EXTRACTED MATERIAL:
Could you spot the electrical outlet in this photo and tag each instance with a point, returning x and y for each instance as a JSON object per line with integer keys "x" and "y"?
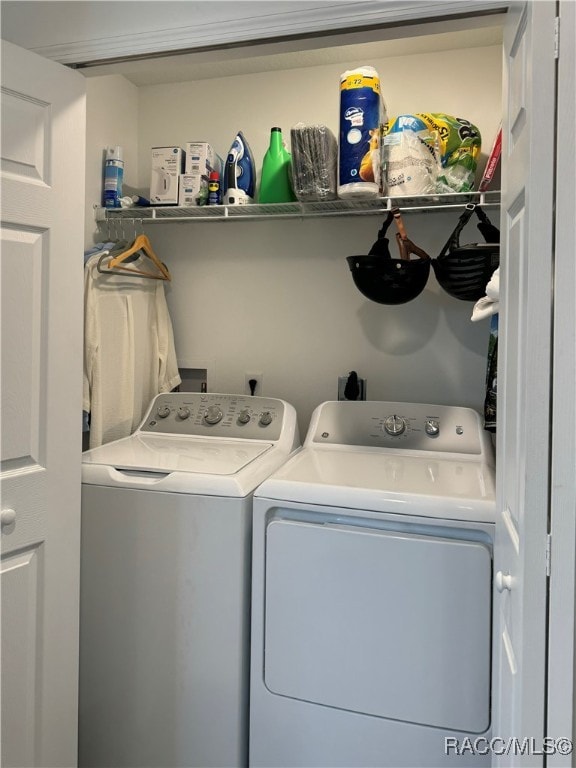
{"x": 249, "y": 377}
{"x": 343, "y": 380}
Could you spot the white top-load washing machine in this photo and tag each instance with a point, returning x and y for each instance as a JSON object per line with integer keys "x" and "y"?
{"x": 371, "y": 600}
{"x": 165, "y": 580}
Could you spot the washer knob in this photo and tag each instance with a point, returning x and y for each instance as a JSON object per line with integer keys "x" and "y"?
{"x": 244, "y": 416}
{"x": 213, "y": 414}
{"x": 432, "y": 427}
{"x": 265, "y": 418}
{"x": 394, "y": 425}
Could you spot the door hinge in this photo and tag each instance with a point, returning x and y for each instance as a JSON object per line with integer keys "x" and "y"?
{"x": 556, "y": 37}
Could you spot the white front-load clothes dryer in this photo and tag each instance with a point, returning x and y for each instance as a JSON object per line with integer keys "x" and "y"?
{"x": 165, "y": 581}
{"x": 372, "y": 584}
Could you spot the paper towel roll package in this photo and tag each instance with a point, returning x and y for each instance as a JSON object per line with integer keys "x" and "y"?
{"x": 361, "y": 117}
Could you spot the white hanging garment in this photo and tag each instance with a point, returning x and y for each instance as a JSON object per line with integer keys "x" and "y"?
{"x": 129, "y": 354}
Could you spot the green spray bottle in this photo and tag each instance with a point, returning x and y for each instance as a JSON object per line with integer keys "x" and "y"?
{"x": 275, "y": 186}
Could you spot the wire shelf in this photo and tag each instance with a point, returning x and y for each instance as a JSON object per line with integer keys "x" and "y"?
{"x": 350, "y": 207}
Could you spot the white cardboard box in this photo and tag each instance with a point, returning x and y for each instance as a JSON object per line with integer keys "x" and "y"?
{"x": 191, "y": 185}
{"x": 201, "y": 158}
{"x": 167, "y": 164}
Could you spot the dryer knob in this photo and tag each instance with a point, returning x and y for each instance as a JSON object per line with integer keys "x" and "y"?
{"x": 265, "y": 418}
{"x": 244, "y": 416}
{"x": 394, "y": 425}
{"x": 432, "y": 427}
{"x": 213, "y": 414}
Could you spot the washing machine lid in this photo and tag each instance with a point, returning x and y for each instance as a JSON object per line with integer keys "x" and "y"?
{"x": 163, "y": 454}
{"x": 395, "y": 481}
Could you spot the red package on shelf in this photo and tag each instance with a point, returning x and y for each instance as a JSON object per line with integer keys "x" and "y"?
{"x": 493, "y": 160}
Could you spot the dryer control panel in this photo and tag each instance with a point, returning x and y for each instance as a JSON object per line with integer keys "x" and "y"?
{"x": 395, "y": 425}
{"x": 215, "y": 415}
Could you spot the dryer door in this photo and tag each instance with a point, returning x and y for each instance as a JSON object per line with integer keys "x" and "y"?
{"x": 380, "y": 622}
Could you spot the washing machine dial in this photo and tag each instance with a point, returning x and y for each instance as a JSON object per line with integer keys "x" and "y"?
{"x": 432, "y": 427}
{"x": 265, "y": 418}
{"x": 244, "y": 416}
{"x": 213, "y": 414}
{"x": 394, "y": 425}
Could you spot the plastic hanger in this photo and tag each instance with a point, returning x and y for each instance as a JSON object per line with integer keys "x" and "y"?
{"x": 141, "y": 245}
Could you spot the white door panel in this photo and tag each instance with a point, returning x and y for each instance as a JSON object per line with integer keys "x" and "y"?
{"x": 43, "y": 136}
{"x": 524, "y": 377}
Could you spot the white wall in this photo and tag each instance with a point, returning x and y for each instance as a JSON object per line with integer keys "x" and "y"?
{"x": 111, "y": 119}
{"x": 277, "y": 296}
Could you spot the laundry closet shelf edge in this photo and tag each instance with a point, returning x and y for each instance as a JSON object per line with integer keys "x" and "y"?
{"x": 350, "y": 207}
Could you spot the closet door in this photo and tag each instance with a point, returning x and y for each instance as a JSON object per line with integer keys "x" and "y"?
{"x": 42, "y": 178}
{"x": 524, "y": 377}
{"x": 563, "y": 486}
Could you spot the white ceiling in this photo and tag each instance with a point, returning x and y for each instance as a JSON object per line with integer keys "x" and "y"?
{"x": 294, "y": 54}
{"x": 59, "y": 30}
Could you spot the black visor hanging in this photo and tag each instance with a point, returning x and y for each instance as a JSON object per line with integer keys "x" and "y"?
{"x": 385, "y": 280}
{"x": 463, "y": 271}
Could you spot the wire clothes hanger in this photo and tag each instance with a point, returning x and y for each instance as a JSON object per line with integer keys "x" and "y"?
{"x": 120, "y": 260}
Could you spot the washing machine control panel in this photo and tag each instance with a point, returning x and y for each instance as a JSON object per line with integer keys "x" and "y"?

WHAT TO PRODUCE:
Please give again, word for word, only the lines from the one holding "Could you spot the wire clothes" through the end of the listing above.

SOLUTION FOR THIS EXERCISE:
Could you spot the wire clothes hanger in this photo and tag each instance with a point, returning x and y for each instance as a JSON object per line with integer keys "x" and "y"?
{"x": 120, "y": 260}
Could you spot the washing machine control panel in this photo and tag each instance with a point, returning x and y for each instance as a JSON object per line with integer keys "x" and "y"?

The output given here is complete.